[Outline entries for labeled areas]

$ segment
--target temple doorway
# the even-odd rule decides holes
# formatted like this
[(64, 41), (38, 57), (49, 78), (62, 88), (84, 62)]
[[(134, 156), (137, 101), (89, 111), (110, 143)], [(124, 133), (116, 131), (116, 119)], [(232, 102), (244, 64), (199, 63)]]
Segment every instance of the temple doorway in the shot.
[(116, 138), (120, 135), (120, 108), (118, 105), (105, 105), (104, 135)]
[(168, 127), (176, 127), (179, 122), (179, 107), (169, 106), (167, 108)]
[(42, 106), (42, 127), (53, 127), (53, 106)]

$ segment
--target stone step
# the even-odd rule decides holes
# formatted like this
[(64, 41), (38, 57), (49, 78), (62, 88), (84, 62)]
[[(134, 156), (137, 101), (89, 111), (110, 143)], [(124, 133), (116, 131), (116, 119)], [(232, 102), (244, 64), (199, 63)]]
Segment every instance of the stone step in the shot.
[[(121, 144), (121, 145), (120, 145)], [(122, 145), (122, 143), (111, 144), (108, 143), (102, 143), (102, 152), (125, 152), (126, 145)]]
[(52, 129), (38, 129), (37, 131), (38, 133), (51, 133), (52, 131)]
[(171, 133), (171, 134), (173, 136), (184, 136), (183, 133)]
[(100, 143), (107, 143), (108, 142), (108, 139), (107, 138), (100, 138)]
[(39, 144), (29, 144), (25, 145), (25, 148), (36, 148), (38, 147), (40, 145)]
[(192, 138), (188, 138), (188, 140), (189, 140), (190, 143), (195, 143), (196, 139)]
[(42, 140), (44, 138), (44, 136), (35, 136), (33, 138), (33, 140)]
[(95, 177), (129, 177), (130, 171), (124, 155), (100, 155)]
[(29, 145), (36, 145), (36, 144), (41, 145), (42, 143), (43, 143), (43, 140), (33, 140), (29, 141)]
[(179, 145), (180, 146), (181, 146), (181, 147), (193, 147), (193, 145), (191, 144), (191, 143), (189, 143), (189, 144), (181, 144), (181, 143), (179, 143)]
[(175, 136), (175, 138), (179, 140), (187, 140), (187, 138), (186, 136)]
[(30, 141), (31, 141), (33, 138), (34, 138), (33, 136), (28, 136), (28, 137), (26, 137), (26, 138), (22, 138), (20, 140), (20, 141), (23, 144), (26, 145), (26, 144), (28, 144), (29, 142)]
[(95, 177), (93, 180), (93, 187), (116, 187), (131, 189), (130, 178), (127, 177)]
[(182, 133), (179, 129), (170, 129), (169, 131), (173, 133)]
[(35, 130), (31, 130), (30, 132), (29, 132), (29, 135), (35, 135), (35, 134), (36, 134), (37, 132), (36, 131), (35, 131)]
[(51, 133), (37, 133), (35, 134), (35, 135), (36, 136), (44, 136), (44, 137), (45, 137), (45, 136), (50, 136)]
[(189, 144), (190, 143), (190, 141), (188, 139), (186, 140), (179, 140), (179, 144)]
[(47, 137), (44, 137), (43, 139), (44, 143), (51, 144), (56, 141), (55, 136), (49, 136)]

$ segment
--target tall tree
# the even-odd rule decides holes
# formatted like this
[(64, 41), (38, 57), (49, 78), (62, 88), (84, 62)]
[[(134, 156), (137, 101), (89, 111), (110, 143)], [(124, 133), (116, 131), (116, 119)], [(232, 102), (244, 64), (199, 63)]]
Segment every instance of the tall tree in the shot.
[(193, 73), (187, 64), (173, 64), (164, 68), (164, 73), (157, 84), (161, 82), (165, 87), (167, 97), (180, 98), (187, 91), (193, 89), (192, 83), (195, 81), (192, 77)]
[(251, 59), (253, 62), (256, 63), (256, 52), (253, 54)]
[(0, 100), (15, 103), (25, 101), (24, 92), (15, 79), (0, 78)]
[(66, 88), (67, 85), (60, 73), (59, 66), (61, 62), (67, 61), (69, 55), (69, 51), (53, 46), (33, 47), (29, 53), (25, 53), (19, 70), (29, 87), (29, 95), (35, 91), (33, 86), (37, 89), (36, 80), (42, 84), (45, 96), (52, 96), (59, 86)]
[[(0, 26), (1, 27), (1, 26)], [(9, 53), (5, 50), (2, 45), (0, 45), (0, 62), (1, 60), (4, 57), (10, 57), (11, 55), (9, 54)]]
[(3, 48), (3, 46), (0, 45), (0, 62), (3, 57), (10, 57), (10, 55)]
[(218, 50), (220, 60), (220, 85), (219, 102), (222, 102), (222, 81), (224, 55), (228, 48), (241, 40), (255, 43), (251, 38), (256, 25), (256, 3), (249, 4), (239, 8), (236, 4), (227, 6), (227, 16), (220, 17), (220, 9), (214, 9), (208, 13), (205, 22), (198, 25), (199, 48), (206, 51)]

Exercise details: Reproduce all of the lines above, character for character, from the first to the last.

Task response:
$ segment
--target temple doorway
# the even-odd rule decides holes
# formatted like this
[(64, 41), (38, 57), (49, 78), (62, 88), (84, 62)]
[[(134, 156), (137, 101), (89, 111), (110, 143)], [(124, 133), (116, 131), (116, 119)], [(232, 102), (244, 64), (199, 63)]]
Segment every instance of the temple doorway in the shot.
[(116, 138), (120, 135), (120, 108), (118, 105), (105, 105), (104, 135)]
[(168, 127), (176, 127), (179, 122), (179, 107), (169, 106), (167, 108)]
[(42, 106), (42, 127), (53, 127), (53, 106)]

$ segment
--target stone step
# the even-odd rule decides holes
# formatted like this
[(64, 41), (38, 57), (49, 78), (62, 88), (84, 62)]
[[(134, 156), (137, 101), (89, 111), (110, 143)], [(124, 133), (116, 131), (116, 119)], [(232, 102), (244, 64), (199, 63)]]
Segment every instance of the stone step in the shot.
[[(121, 144), (121, 145), (120, 145)], [(122, 145), (122, 143), (111, 144), (108, 143), (102, 143), (102, 152), (125, 152), (126, 145)]]
[(52, 129), (38, 129), (37, 131), (38, 133), (51, 133), (52, 131)]
[(171, 133), (171, 134), (173, 136), (184, 136), (183, 133)]
[(100, 143), (107, 143), (108, 142), (108, 139), (107, 138), (100, 138)]
[(39, 144), (29, 144), (25, 145), (25, 148), (36, 148), (38, 147), (40, 145)]
[(192, 138), (188, 138), (188, 140), (189, 140), (190, 143), (195, 143), (196, 139)]
[(42, 140), (44, 138), (44, 136), (35, 136), (33, 138), (33, 140)]
[(95, 177), (129, 177), (130, 171), (124, 155), (100, 155)]
[(29, 145), (36, 145), (36, 144), (41, 145), (42, 143), (43, 143), (43, 140), (33, 140), (29, 141)]
[(179, 145), (180, 146), (181, 146), (181, 147), (193, 147), (193, 145), (191, 144), (191, 143), (189, 143), (189, 144), (181, 144), (181, 143), (179, 143)]
[(175, 136), (175, 138), (179, 140), (187, 140), (187, 138), (186, 136)]
[(30, 141), (31, 141), (33, 138), (34, 138), (33, 136), (28, 136), (28, 137), (26, 137), (26, 138), (22, 138), (20, 140), (20, 141), (23, 144), (26, 145), (26, 144), (28, 144), (29, 142)]
[(95, 177), (93, 180), (93, 187), (116, 187), (131, 189), (130, 178), (127, 177)]
[(182, 133), (179, 129), (170, 129), (169, 131), (173, 133)]
[(35, 130), (31, 130), (30, 132), (29, 132), (29, 135), (35, 135), (35, 134), (36, 134), (37, 132), (36, 131), (35, 131)]
[(51, 133), (37, 133), (35, 134), (35, 135), (36, 136), (44, 136), (44, 137), (45, 137), (45, 136), (50, 136)]
[(189, 144), (190, 143), (190, 141), (188, 139), (186, 140), (179, 140), (179, 144)]
[(47, 137), (44, 137), (43, 139), (44, 143), (51, 144), (56, 141), (55, 136), (49, 136)]

$ segment
--target tall tree
# the even-odd rule decides holes
# formatted like this
[(64, 41), (38, 57), (49, 78), (62, 88), (84, 62)]
[[(134, 156), (137, 101), (89, 111), (110, 143)], [(124, 133), (116, 131), (116, 119)], [(232, 102), (244, 64), (199, 63)]]
Segment every instance of the tall tree in the shot.
[(193, 73), (187, 64), (173, 64), (164, 68), (164, 73), (157, 84), (161, 82), (165, 87), (167, 97), (180, 98), (187, 91), (193, 89), (192, 83), (195, 81), (192, 77)]
[(251, 59), (253, 62), (256, 63), (256, 52), (253, 54)]
[(0, 100), (15, 103), (25, 101), (24, 92), (15, 79), (0, 78)]
[(66, 88), (67, 85), (60, 73), (59, 66), (61, 62), (67, 61), (69, 55), (69, 51), (53, 46), (33, 47), (29, 53), (25, 53), (19, 70), (29, 87), (29, 95), (35, 91), (33, 86), (37, 89), (36, 80), (42, 84), (45, 96), (52, 96), (59, 86)]
[[(0, 26), (1, 27), (1, 26)], [(9, 53), (5, 50), (2, 45), (0, 45), (0, 62), (1, 60), (4, 57), (10, 57), (11, 55), (9, 54)]]
[(3, 48), (3, 46), (0, 45), (0, 62), (3, 57), (10, 57), (10, 55)]
[(218, 50), (220, 60), (220, 85), (219, 102), (222, 102), (222, 81), (224, 55), (228, 48), (241, 40), (255, 43), (251, 38), (256, 25), (256, 3), (249, 4), (239, 8), (236, 4), (227, 6), (227, 16), (220, 17), (220, 9), (214, 9), (208, 13), (205, 22), (198, 25), (199, 48), (206, 51)]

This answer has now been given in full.